| What this task involves |
These records contain pictures, which must be left out; copy exactly the lines from the one with "Tag the blue-grey" up to and including the one with "Tag the dark".

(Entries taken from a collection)
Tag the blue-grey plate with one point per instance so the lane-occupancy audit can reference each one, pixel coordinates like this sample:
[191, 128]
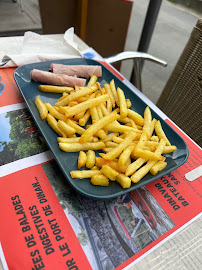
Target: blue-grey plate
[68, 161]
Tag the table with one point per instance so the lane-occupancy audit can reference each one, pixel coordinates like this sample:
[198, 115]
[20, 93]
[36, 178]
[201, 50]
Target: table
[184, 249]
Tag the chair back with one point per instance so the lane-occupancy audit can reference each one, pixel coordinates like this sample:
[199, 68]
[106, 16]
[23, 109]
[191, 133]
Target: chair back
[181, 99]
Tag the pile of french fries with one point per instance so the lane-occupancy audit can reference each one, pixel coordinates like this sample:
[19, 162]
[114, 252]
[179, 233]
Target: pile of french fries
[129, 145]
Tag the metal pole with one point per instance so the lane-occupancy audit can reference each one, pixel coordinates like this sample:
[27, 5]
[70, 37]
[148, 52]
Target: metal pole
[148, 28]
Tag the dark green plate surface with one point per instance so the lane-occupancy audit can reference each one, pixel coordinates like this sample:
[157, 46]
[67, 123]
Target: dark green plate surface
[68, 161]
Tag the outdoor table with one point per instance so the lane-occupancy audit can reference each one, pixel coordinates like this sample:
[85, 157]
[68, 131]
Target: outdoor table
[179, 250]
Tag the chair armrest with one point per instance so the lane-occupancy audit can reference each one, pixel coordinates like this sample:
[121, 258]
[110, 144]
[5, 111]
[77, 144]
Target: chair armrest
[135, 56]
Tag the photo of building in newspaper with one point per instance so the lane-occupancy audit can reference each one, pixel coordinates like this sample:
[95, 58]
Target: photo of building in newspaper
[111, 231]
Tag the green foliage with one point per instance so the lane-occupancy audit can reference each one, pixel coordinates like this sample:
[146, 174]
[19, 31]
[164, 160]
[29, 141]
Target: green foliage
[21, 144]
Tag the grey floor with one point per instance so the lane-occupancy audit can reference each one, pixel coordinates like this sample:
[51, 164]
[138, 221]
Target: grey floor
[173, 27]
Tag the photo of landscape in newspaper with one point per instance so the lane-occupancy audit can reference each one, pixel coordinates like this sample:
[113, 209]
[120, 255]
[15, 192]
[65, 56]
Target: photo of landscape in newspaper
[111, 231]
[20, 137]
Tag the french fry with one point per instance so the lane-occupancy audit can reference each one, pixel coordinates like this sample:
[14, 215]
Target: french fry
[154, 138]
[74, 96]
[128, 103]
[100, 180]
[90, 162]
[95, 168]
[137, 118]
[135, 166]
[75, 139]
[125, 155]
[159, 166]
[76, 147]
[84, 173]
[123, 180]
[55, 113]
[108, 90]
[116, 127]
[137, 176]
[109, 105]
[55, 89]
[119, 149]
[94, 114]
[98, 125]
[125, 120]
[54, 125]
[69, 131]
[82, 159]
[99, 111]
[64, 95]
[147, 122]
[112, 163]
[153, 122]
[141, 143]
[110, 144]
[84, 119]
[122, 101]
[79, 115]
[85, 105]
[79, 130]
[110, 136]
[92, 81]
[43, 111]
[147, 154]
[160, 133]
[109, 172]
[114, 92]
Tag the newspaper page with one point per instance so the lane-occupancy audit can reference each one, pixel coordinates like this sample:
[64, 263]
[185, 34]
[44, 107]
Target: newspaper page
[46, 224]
* * *
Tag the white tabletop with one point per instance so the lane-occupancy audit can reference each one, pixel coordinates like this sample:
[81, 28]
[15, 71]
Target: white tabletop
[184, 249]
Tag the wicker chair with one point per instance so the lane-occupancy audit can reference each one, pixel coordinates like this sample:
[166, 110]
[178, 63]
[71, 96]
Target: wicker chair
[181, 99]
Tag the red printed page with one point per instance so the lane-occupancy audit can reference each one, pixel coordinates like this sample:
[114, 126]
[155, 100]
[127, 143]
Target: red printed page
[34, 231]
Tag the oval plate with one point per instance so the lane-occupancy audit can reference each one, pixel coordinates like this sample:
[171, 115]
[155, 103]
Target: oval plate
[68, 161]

| Task response |
Tag the blue-grey plate with one point per instance so the lane-occupancy audit can reference each one, pixel coordinates like this sample:
[191, 128]
Target: blue-grey plate
[68, 161]
Tag the table with one point per instance so the lane-occupancy audit can reference each one, pixel coordinates like this sample:
[198, 115]
[20, 93]
[36, 178]
[201, 50]
Target: table
[184, 249]
Tag the chair back with one point per instance so the lane-occupancy audit can reference each one, pixel coordinates like this sample:
[199, 68]
[106, 16]
[23, 109]
[191, 133]
Target: chair back
[181, 99]
Tag the pile of french fries with one point per instance so the lane-occupancy audit can reference each one, pixel coordinates like this sample:
[19, 162]
[114, 252]
[179, 233]
Target: pile of french fries
[129, 145]
Tag the metal pole with one point per instance so the lane-occupancy audit can reference each one, pixel coordinates like this sample:
[27, 5]
[70, 37]
[148, 52]
Target: metal pole
[148, 28]
Tag the dark green plate surface with one point per instance so the lane-occupancy audit can reference each one, pixel coordinates like this sample:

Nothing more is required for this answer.